**課題**
下に示すザンクト・ガレン会議の記事に照らし、次の(a)〜(c)が記事と一致するかを「はい」か「いいえ」で答え、判断の決め手となる記事中の語句をそのまま引用せよ。(a) 2005年の会議には世界から4100人の乳がん専門家が参加した。(b) 今年のパネリストは30名だった。(c) 2003年の会議ではリスクカテゴリーが大きく改訂された。

**文書の抜粋**
»»
渡辺亨のザンクト・ガレン乳がん国際会議レポート
4年ぶりの改定。大きく変わったリスク分類と治療方法
世界的に大きな注目を浴びる
ザンクト・ガレン乳がん国際会議
2005年1月26日~29日の4日間、第9回乳がん初期治療に関する国際会議が、スイスの古都、ザンクト・ガレンで開催されました。
前回、2003年の会議では、ほとんど変更がなかった、リスクカテゴリー、および選択すべき治療方法の指針について、今回は、かなり大きく改訂されました。
この記事は、腫瘍内科医の第一人者である渡辺亨さんに速報として解説していただいたものです。
会議の詳細については、がん治療専門雑誌、『ジャーナル・オブ・クリニカル・オンコロジー』(JCO)の公式レポートを参照してください。
ザンクトガレン・コンセンサス・カンファレンス
ザンクト・ガレンは、スイス・チューリッヒから車で東へ1時間半、世界遺産に指定された修道院で知られる古都です。1978年以来3年ごとに(2001年からは隔年ごと)、この街を舞台に乳がんの術後治療に関する国際会議が開催されてきました。
第9回目を迎える2005年の会議は、1月26日~29日、連日の雪の中で開催されました。開催ごとに参加者は増えて、今回は世界から4100人の乳がん専門家を迎えました。日本からの参加者は事前登録で66人を数えています。
シンポジウムは1日目から3日目まで、乳がん診療のそれぞれのトピックスに関して3、4人の演者が全体をわかりやすくおさらいします。トピックスは、予防、検診、診断、病理診断、ホルモン療法、抗がん剤治療などがあり、計9つのセッションで構成されています。このセッションでの討議により、現在の最先端の乳がん診療の動向や最新のエビデンス(根拠)にはどのようなものがあるかが示されるわけです。
そして、最終日の朝9時から12時半まで約3時間半にわたり、行われる討議は、通称「ザンクトガレン・コンセンサス・カンファレンス」と呼ばれています。「コンセンサス」とは、合意という意味で、コンセンサス・カンファレンスは、この国際会議のハイライトとなります。
4年ぶりの大改訂が実現
このカンファレンスでは、世界で乳がんの臨床試験を進めているグループの代表がパネリストとして壇上に並び、2名の司会者のもとに各テーマごとにコンセンサスをまとめていきます。今年のパネリストは、29名でした。今回新たな試みとしてアンサー・パッドが導入され、あらかじめ用意された質問事項に対して、パネリストがこれを使いながらイエス・ノーで答える形式が取り入れられました。これにより正面のスクリーンに、イエス・ノーの回答数が表示され、コンセンサスの中身をその場で確認することができるわけです。
じつは前回の2003年の会議では、長年司会者を務めてきたアメリカ、フィラデルフィア大学のジョン・グリックが降板し、別の司会者に代わったのですが、議事進行がスムーズに行かないため、意見がまとまらず、まるで「朝まで生テレビ」の状態でコンセンサスが何であるかが確認できないまま終了してしまいました。
««
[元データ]
»»
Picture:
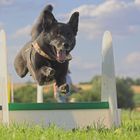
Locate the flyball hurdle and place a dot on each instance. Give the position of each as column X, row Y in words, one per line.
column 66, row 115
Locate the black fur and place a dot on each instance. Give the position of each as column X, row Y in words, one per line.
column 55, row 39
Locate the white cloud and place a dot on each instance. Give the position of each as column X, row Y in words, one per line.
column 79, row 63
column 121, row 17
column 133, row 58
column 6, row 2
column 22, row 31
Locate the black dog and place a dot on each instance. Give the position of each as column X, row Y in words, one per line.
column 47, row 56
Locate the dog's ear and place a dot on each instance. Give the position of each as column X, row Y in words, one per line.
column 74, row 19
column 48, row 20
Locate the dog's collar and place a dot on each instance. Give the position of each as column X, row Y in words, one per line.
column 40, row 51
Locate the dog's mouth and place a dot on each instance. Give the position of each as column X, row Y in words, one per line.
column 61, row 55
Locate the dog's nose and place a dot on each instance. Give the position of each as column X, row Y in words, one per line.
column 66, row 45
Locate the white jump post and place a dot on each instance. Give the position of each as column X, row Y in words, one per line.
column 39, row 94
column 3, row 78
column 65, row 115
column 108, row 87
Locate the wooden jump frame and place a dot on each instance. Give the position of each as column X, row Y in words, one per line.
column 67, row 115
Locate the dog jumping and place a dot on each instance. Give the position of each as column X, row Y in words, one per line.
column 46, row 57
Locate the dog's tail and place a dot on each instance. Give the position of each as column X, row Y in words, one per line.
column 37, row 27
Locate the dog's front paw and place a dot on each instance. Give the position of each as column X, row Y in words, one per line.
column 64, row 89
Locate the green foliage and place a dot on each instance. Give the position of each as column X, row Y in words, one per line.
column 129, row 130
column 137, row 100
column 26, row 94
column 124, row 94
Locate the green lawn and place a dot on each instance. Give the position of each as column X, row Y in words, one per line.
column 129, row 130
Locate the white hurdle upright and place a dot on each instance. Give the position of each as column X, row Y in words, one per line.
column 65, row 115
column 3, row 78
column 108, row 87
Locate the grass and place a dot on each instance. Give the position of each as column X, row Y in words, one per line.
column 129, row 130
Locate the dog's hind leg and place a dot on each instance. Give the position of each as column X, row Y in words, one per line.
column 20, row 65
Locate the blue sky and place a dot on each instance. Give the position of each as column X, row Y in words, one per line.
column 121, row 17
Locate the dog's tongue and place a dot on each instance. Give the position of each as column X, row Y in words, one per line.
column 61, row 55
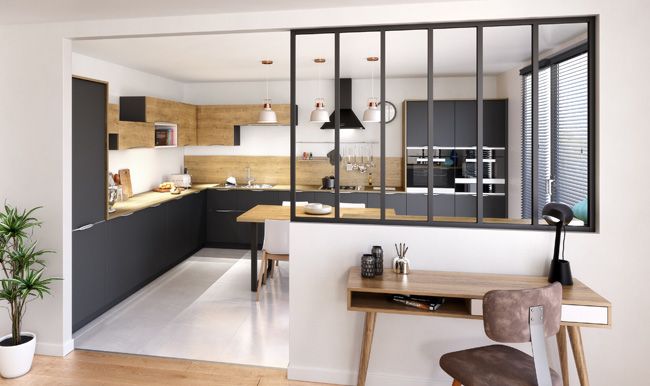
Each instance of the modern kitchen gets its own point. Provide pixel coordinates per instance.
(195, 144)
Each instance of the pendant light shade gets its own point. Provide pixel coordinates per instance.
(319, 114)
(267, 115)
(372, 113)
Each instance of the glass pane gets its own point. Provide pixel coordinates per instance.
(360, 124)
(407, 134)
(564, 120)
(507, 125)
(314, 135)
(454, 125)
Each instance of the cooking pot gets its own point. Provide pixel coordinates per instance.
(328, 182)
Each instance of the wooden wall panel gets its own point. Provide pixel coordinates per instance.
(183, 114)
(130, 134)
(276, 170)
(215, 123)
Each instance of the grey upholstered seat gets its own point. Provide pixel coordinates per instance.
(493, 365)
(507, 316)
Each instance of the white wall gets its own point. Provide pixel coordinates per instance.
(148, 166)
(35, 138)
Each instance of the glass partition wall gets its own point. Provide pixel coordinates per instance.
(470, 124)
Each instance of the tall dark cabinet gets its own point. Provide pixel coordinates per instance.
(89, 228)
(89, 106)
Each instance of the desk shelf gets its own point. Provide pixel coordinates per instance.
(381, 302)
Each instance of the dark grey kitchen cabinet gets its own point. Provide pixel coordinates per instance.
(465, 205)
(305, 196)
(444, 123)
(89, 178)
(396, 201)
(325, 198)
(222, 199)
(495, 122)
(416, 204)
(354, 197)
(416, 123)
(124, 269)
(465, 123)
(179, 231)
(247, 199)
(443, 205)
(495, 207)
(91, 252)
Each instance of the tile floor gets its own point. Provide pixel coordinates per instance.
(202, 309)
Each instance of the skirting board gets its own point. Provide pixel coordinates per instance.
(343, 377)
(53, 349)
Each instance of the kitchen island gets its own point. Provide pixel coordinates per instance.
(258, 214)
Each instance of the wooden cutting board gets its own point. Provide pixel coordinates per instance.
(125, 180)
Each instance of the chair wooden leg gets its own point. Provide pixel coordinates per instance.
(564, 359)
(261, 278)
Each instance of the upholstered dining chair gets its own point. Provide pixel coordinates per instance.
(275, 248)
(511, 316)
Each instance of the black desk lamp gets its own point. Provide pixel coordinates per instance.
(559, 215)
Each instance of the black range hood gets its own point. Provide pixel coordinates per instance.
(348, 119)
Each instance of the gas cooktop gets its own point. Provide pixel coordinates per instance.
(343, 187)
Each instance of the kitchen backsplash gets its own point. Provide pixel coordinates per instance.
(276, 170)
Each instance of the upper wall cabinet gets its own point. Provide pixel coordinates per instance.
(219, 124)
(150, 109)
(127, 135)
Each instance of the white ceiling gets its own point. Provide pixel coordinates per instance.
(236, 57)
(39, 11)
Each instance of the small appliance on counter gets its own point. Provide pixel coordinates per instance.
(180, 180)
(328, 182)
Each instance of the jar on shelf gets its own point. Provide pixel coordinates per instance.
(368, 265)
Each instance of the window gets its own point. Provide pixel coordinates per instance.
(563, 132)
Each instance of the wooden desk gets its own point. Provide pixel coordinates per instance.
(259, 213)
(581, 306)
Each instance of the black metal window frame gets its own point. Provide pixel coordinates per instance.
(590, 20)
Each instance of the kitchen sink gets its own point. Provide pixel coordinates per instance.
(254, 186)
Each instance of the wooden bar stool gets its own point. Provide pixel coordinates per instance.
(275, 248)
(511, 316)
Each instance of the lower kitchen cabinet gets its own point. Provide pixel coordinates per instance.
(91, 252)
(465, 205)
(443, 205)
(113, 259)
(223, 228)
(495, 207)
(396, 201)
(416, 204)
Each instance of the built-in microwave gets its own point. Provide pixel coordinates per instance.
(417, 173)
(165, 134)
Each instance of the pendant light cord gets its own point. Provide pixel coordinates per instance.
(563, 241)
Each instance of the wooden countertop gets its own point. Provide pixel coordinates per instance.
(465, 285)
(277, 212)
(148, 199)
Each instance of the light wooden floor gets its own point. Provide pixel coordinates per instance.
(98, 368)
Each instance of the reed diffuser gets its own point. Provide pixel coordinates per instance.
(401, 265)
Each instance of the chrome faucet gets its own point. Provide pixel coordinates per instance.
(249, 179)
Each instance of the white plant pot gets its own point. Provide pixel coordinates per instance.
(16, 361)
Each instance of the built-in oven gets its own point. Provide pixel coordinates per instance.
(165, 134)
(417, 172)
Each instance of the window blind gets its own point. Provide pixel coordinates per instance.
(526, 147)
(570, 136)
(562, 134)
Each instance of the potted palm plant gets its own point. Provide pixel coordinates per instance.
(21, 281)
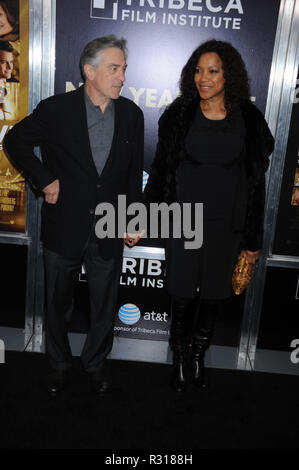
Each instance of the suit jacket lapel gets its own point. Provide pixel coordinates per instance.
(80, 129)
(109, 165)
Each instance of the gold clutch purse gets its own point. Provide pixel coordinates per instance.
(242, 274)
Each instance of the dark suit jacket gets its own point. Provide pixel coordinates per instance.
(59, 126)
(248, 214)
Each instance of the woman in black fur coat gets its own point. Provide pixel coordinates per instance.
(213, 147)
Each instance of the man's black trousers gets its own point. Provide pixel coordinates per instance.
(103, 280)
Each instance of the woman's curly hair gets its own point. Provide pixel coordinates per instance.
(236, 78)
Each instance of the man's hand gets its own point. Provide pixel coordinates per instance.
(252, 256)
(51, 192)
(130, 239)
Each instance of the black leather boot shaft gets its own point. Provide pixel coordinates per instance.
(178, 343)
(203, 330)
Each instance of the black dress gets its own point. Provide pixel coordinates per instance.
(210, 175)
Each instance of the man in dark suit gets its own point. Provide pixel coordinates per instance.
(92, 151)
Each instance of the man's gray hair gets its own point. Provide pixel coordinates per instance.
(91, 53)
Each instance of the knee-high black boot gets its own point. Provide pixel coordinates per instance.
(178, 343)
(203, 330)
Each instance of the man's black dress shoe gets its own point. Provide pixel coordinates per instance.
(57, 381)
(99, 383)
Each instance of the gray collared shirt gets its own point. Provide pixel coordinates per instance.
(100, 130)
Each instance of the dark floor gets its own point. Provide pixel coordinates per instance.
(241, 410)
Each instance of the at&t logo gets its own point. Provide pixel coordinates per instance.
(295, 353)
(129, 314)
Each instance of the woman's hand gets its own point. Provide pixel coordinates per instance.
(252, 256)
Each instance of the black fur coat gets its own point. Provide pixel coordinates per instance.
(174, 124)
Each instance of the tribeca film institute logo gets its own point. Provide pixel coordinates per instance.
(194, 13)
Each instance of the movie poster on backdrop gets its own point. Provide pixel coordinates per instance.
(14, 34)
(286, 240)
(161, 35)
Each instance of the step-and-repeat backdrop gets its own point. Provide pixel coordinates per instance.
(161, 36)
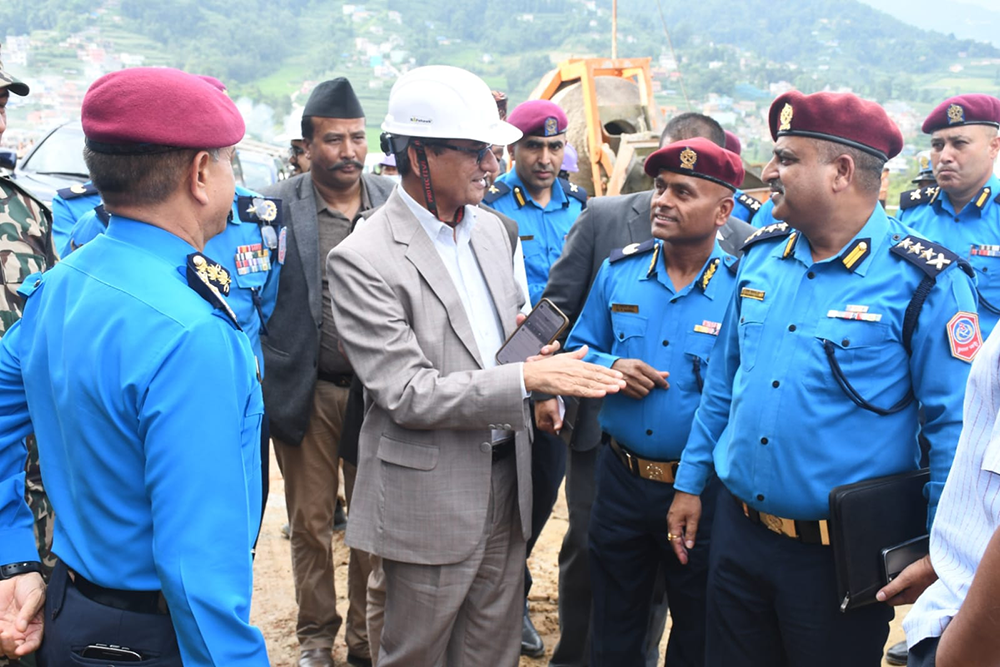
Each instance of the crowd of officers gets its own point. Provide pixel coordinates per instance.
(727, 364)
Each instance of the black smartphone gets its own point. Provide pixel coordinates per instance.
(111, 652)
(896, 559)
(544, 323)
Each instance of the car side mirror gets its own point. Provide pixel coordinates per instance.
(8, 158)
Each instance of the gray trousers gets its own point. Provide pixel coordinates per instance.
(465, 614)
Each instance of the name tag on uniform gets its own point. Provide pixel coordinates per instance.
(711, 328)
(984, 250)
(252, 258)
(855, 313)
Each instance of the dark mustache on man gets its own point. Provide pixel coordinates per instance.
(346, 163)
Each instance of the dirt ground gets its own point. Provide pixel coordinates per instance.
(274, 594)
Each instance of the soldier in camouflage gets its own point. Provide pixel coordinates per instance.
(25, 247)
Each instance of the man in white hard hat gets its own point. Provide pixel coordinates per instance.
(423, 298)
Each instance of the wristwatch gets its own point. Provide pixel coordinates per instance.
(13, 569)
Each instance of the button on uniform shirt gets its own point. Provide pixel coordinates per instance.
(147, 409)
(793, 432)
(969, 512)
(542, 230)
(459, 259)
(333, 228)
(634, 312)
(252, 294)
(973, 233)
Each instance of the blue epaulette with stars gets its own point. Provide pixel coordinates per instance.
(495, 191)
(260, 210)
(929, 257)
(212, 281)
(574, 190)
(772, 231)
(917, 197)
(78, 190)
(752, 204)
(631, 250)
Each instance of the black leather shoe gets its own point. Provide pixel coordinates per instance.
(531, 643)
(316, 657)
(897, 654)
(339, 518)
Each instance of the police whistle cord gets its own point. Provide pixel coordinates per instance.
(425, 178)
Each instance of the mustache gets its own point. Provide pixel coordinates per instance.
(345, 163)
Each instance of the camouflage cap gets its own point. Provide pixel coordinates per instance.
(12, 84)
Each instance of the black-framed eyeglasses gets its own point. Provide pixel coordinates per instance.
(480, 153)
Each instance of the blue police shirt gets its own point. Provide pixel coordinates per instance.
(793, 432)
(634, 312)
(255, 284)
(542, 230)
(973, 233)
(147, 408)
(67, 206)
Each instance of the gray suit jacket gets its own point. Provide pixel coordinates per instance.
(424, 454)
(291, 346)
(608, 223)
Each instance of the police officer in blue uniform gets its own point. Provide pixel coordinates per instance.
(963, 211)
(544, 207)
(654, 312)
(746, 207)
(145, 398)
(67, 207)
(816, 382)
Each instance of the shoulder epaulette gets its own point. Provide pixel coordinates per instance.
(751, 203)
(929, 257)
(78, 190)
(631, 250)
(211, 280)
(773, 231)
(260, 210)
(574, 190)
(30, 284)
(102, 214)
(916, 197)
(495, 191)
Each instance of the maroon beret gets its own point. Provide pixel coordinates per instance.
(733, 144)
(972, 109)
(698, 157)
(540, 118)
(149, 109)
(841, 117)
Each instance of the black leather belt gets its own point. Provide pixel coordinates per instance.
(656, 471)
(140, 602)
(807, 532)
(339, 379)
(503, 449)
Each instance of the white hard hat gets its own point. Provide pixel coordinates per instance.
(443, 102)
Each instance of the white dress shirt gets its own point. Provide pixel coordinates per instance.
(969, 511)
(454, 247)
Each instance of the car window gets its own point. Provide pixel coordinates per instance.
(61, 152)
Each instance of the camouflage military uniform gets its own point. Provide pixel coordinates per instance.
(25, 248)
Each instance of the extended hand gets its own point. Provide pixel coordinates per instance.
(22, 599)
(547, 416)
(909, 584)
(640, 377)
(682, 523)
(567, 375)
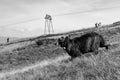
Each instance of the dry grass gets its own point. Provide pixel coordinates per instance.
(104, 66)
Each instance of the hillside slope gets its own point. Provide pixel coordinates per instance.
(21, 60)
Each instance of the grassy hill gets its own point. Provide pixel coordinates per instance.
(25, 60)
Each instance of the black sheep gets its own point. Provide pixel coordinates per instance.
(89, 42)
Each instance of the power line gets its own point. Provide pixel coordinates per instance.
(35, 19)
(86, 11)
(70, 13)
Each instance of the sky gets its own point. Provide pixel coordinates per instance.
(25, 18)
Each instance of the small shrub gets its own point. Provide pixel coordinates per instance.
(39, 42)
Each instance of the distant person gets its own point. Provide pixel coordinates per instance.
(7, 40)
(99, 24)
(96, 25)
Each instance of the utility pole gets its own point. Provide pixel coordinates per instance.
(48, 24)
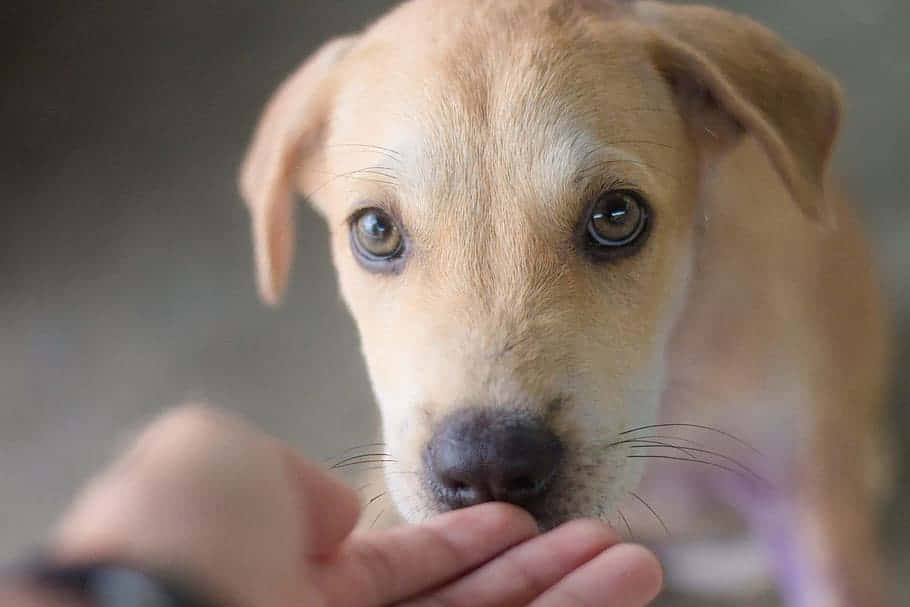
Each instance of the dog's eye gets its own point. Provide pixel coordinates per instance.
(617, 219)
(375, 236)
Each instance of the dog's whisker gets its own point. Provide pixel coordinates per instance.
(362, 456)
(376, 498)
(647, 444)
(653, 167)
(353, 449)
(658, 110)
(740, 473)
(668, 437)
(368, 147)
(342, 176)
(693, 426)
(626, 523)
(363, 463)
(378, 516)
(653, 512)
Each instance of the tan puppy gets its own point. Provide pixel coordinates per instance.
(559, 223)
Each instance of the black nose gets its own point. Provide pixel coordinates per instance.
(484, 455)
««
**解答**
(a) はい。「今回は世界から4100人の乳がん専門家を迎えました」
(b) いいえ。「今年のパネリストは、29名でした」
(c) いいえ。「前回、2003年の会議では、ほとんど変更がなかった」